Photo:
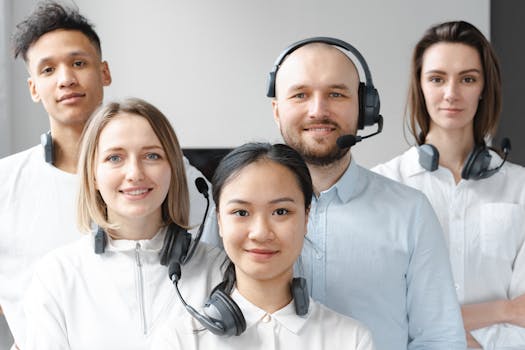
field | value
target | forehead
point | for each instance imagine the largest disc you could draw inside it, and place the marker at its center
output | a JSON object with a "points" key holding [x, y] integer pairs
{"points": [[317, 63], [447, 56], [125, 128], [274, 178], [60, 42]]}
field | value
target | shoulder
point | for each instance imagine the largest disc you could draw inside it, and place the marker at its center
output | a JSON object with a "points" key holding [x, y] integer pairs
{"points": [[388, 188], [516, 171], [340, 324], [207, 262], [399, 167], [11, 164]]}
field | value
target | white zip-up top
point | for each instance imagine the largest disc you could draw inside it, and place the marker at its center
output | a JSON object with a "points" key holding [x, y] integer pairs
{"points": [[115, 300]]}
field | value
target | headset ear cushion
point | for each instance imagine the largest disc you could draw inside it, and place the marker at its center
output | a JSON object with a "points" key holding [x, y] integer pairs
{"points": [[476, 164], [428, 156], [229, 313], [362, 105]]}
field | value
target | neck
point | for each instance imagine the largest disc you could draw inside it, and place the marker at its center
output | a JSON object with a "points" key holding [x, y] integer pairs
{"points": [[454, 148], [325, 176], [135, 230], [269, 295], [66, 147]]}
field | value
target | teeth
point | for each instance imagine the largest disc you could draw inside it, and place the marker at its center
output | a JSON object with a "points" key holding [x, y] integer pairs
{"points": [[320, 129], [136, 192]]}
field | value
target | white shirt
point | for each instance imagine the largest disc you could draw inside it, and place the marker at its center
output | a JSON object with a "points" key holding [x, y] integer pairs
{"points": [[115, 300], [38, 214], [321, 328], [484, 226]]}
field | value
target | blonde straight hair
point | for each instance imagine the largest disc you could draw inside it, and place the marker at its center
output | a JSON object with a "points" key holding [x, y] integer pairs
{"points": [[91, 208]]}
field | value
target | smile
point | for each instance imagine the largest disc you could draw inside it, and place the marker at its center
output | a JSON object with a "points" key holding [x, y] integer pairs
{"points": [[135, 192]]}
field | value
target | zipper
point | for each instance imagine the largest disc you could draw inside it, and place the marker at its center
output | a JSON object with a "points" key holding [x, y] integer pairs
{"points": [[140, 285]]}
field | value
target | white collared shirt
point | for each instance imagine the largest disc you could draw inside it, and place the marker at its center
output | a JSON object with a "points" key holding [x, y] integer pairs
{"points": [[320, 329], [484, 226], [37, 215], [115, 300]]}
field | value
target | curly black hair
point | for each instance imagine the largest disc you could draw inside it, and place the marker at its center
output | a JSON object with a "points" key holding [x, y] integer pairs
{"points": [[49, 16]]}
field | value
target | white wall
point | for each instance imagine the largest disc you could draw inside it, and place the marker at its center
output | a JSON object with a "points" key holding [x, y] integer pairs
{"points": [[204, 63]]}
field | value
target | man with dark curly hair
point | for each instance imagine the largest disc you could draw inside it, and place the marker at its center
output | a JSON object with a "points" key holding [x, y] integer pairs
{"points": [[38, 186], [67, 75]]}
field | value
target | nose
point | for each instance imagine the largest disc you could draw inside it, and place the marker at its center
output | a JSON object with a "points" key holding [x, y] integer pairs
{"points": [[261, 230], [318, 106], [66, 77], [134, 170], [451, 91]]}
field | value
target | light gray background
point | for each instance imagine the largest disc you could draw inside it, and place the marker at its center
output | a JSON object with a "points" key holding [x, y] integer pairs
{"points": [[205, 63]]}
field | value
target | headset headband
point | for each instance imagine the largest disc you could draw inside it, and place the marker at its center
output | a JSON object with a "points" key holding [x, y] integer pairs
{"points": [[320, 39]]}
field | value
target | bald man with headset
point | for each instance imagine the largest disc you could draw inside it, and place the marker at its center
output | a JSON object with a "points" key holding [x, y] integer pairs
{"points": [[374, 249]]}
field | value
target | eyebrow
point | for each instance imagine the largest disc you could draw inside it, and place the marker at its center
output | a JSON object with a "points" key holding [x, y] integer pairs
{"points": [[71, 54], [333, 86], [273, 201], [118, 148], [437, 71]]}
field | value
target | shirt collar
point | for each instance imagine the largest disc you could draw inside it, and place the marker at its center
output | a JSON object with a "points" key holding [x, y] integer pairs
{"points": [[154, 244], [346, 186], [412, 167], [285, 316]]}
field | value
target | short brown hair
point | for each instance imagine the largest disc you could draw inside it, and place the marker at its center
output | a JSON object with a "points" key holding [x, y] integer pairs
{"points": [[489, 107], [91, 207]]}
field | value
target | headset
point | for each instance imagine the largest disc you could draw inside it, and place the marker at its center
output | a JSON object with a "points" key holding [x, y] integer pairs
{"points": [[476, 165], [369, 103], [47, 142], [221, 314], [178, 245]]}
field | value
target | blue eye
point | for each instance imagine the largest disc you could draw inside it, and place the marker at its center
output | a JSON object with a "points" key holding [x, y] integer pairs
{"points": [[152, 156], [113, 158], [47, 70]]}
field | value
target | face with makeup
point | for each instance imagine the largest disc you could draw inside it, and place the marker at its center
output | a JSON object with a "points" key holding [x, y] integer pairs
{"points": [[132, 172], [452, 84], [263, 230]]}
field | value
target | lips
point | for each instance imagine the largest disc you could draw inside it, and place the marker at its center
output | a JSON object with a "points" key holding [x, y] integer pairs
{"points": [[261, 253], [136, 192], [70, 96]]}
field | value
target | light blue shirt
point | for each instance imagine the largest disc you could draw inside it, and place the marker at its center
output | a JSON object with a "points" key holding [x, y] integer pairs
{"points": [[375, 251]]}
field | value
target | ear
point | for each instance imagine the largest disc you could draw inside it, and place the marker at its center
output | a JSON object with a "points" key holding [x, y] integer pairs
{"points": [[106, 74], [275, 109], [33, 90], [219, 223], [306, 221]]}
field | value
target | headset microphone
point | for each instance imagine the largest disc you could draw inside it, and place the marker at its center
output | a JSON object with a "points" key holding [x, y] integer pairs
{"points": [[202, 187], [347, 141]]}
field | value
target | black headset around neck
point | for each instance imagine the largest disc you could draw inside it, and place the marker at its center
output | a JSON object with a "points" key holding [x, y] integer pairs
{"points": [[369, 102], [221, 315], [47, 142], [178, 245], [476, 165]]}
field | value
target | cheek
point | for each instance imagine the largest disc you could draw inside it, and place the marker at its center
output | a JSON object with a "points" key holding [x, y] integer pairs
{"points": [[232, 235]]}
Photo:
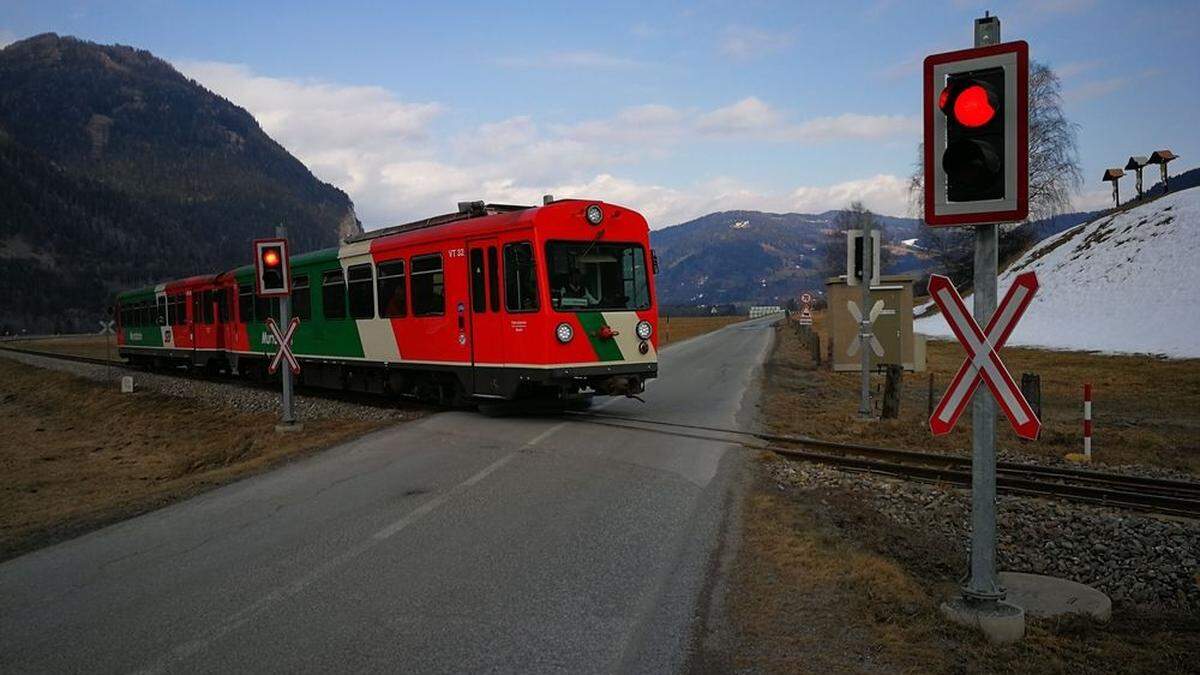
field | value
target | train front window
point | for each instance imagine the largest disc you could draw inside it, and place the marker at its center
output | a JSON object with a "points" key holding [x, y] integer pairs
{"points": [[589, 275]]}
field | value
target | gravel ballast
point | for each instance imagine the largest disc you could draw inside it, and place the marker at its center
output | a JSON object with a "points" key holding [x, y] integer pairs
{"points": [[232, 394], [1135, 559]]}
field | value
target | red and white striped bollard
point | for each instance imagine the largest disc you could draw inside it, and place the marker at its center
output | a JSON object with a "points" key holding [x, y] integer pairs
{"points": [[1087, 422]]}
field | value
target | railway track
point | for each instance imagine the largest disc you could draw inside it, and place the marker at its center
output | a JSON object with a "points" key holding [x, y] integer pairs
* * *
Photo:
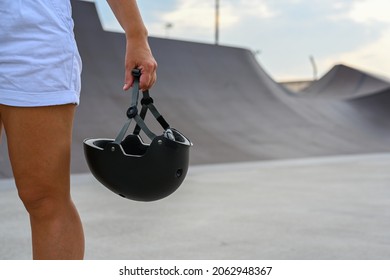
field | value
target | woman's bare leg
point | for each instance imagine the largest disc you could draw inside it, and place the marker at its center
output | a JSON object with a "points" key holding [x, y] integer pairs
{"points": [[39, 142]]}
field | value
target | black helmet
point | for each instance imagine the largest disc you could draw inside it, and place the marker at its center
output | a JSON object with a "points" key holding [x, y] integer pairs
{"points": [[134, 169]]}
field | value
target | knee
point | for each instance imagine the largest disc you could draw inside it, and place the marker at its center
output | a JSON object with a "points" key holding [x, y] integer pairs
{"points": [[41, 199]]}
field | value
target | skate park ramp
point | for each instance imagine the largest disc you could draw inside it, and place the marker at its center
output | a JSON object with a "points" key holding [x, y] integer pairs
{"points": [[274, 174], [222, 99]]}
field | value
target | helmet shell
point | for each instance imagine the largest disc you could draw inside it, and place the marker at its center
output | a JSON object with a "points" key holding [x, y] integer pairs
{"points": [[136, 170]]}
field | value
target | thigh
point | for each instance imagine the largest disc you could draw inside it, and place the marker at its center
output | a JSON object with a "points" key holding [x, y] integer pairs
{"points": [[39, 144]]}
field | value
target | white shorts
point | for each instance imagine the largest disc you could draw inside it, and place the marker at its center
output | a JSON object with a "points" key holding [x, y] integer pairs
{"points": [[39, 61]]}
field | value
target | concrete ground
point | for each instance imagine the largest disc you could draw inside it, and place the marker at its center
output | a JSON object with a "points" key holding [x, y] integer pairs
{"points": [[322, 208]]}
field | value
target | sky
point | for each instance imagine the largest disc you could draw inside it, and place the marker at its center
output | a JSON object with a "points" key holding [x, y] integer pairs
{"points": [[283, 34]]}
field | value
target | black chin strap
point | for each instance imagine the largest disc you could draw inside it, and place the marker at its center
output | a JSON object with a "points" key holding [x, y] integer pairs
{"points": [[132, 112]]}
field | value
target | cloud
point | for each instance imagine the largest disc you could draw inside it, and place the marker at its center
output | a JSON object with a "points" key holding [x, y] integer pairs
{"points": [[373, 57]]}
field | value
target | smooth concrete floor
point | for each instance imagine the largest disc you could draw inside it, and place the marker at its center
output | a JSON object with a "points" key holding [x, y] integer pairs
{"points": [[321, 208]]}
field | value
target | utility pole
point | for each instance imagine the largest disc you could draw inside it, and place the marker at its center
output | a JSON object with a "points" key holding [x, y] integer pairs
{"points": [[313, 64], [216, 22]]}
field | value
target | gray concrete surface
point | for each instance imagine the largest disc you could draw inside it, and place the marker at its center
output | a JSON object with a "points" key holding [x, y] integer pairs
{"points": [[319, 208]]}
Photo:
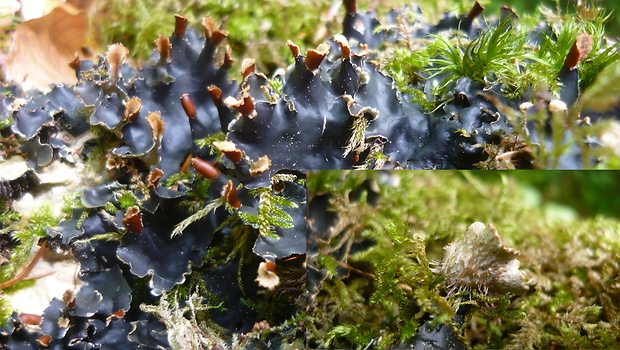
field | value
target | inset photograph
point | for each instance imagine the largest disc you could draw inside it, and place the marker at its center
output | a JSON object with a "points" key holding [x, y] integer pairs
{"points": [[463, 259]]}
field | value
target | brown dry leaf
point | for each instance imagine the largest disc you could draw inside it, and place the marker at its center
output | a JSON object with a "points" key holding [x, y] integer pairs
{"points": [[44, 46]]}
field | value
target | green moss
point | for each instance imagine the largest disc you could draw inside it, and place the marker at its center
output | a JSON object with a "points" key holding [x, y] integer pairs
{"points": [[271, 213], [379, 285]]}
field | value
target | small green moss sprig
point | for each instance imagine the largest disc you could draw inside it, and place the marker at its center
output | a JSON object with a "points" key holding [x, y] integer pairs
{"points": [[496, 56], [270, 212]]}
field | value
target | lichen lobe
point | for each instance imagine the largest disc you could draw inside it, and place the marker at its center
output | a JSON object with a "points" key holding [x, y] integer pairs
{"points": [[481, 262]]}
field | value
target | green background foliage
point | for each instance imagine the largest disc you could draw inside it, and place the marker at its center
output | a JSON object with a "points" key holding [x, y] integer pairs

Work instructions
Report how many of the lines above contain the word "gray". Give only the number.

Reply to the exercise
2